_Given task_.
Arrange all of the data below as a numbered list, leaving out any blank lines.

_Material for this exercise_.
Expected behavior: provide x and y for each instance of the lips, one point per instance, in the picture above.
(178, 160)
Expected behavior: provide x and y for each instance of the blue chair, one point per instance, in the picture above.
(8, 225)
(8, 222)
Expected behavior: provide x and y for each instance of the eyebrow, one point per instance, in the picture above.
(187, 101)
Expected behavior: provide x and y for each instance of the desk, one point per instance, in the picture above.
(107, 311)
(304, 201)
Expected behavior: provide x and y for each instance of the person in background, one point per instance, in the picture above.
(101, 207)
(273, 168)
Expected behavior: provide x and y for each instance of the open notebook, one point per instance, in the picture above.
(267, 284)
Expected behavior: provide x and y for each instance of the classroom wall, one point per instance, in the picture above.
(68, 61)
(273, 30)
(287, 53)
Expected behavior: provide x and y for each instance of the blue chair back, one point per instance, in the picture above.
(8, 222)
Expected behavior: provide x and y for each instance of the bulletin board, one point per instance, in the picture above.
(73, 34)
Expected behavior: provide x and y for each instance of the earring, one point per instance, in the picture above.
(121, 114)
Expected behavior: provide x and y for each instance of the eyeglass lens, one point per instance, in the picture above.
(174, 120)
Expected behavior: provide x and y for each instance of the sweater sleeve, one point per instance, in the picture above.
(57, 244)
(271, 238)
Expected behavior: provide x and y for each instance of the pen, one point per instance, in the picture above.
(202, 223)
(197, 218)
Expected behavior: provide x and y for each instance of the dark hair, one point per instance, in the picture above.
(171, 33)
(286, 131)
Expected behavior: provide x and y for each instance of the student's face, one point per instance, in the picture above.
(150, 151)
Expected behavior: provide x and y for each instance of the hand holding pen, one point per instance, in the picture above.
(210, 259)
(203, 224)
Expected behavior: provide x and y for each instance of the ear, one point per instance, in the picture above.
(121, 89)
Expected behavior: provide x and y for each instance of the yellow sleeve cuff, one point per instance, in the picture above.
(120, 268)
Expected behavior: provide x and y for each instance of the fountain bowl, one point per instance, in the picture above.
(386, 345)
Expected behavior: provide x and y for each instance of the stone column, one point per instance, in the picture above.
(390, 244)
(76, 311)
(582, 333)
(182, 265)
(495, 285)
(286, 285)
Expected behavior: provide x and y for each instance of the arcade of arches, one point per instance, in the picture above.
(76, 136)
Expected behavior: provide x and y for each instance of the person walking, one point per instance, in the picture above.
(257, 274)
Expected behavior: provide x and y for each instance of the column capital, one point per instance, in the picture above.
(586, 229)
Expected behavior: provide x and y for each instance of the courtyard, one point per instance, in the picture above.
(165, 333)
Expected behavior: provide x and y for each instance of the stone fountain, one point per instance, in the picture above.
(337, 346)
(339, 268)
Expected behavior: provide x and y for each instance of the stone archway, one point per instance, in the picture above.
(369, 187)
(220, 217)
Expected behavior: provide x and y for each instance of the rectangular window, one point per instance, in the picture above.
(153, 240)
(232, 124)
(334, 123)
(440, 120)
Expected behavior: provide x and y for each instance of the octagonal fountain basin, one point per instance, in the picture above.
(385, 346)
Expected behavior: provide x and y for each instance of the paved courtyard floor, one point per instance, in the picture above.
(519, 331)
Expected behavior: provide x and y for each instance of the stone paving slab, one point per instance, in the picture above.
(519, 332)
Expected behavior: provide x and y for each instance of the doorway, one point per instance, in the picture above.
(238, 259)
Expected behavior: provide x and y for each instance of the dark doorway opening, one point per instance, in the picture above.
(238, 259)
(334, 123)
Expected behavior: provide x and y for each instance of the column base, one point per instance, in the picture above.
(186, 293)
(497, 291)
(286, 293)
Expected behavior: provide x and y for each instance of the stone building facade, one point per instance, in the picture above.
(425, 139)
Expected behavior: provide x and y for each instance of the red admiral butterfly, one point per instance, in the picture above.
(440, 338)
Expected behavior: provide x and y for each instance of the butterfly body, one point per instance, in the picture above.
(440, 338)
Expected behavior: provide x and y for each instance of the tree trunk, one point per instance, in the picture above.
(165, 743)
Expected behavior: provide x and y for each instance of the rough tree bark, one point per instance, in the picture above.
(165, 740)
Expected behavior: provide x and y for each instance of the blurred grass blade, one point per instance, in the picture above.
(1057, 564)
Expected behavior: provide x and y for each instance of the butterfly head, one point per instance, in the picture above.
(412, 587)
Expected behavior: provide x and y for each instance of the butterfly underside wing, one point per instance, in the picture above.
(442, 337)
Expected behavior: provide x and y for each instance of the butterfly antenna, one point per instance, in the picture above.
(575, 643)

_Answer in full_.
1. Expected behavior: provide x and y for each instance of the lips, one point per instance, in the picture above.
2. (178, 160)
3. Expected behavior: provide x and y for each instance of the blue chair, one point per instance, in the picture above.
4. (8, 225)
5. (8, 222)
6. Expected behavior: provide x and y for each instance of the eyebrow, one point per instance, in the picture above.
7. (187, 101)
8. Expected behavior: provide x and y for each instance of the desk, one point per instance, in the picture above.
9. (107, 311)
10. (304, 201)
11. Expected behavior: provide x and y for each instance of the person in background, one point per instance, in the picture above.
12. (101, 207)
13. (273, 168)
14. Expected behavior: provide x and y for each instance of the open notebook, one point per instance, in the picture above.
15. (267, 284)
16. Expected behavior: provide x and y for each instance of the classroom wall, one point per instance, in the picture above.
17. (68, 61)
18. (273, 30)
19. (287, 53)
20. Expected behavior: provide x and y for each instance of the blue chair back, one point per instance, in the picture above.
21. (8, 222)
22. Expected behavior: provide x and y for each instance of the bulletin board, one point per instance, in the picture above.
23. (73, 34)
24. Expected behavior: provide x and y for each instance of the earring, one point per instance, in the picture above.
25. (121, 114)
26. Expected behavior: provide x and y for each instance of the eyeglass lens, one point per instance, in the picture above.
27. (174, 120)
28. Expected behavior: provide x and y for each instance of the sweater sleeve, one point per instance, in the picture above.
29. (57, 244)
30. (271, 238)
31. Expected behavior: provide x and y for each instance of the pen, one point per instance, in the picture above.
32. (202, 223)
33. (197, 218)
34. Expected behavior: provide x and y for each instance of the dark hair, one point per instance, in the picture above.
35. (171, 33)
36. (286, 131)
37. Expected behavior: provide x and y for each instance of the student's face, one point per instance, in the picture above.
38. (150, 151)
39. Expected behavior: provide x and y for each instance of the hand holding pen, one point per instance, in the picture above.
40. (210, 259)
41. (203, 224)
42. Expected behavior: provide x and y for each instance of the ear, one point per instance, in the picture above.
43. (121, 89)
44. Expected behavior: provide x and y for each instance of the yellow sleeve cuff, one point per instance, in the picture above.
45. (120, 268)
46. Expected behavior: provide x and y for each instance of the fountain bowl, one point per instance, in the picture above.
47. (386, 345)
48. Expected behavior: provide x and y for each instance of the stone column, one point per instance, in the picture above.
49. (390, 244)
50. (76, 311)
51. (582, 333)
52. (182, 265)
53. (495, 285)
54. (286, 285)
55. Expected behavior: provide x and y for each instance of the arcade of arches, one point per instance, in the picture above.
56. (76, 136)
57. Expected behavior: provide x and y for each instance of the person walking, one point per instance, in the picture above.
58. (257, 274)
59. Expected behavior: provide x and y for each instance of the column capital, one point per instance, in the picture above.
60. (586, 229)
61. Expected behavior: provide x and y for each instance of the courtyard, one point per instance, in the picture above.
62. (165, 333)
63. Expected behavior: provide x and y for each instance of the stone fountain, one point per instance, in the picture above.
64. (337, 346)
65. (339, 268)
66. Expected behavior: provide x and y for each instance of the stone archway, one point per instance, in the picture above.
67. (369, 187)
68. (220, 217)
69. Expected behavior: provide x and y for each instance of the rectangular window, one point per instance, in the picture above.
70. (153, 240)
71. (232, 124)
72. (334, 123)
73. (440, 120)
74. Expected behavior: provide x and y for each instance of the octagonal fountain basin, one point per instance, in the picture above.
75. (385, 346)
76. Expected behavior: provide x and y for each instance of the paved courtyard floor, one point per instance, in the picture above.
77. (519, 331)
78. Expected behavior: provide x and y for each instance of the stone paving slab, one point per instance, in the picture above.
79. (519, 332)
80. Expected behavior: provide x and y for each instance of the doorway, one point per instance, in the picture above.
81. (238, 259)
82. Expected behavior: provide x and y for each instance of the dark doorway opening, one point per instance, in the picture above.
83. (238, 259)
84. (334, 123)
85. Expected behavior: provide x and y for each instance of the column base, one point per instance, in the picture above.
86. (186, 293)
87. (497, 291)
88. (286, 293)
89. Expected behavior: provide x and y for each instance of the stone building facade, one point per instance, in the picture above.
90. (425, 139)
91. Expected behavior: provide x and y for each instance of the red admiral butterfly, one point per instance, in the picture above.
92. (440, 338)
93. Expected behavior: provide x and y for each instance of the butterfly body, one point per instance, in the picture above.
94. (440, 338)
95. Expected behavior: provide x and y for each instance of the tree trunk, one point per instance, in the picture above.
96. (165, 743)
97. Expected behavior: provide x and y for each instance of the rough tree bark, one point per instance, in the picture above.
98. (165, 740)
99. Expected behavior: provide x and y for each instance of the blurred grass blade, one point per instance, in the picture above.
100. (1057, 564)
101. Expected behavior: provide x and y for each instance of the butterfly head, one point per instance, in the picture above.
102. (412, 587)
103. Expected behavior: provide x and y for each instance of the butterfly underside wing, one point per instance, in the picture above.
104. (442, 337)
105. Expected behavior: provide x and y for each instance of the butterfly antenna, one point per instance, in the picture above.
106. (575, 643)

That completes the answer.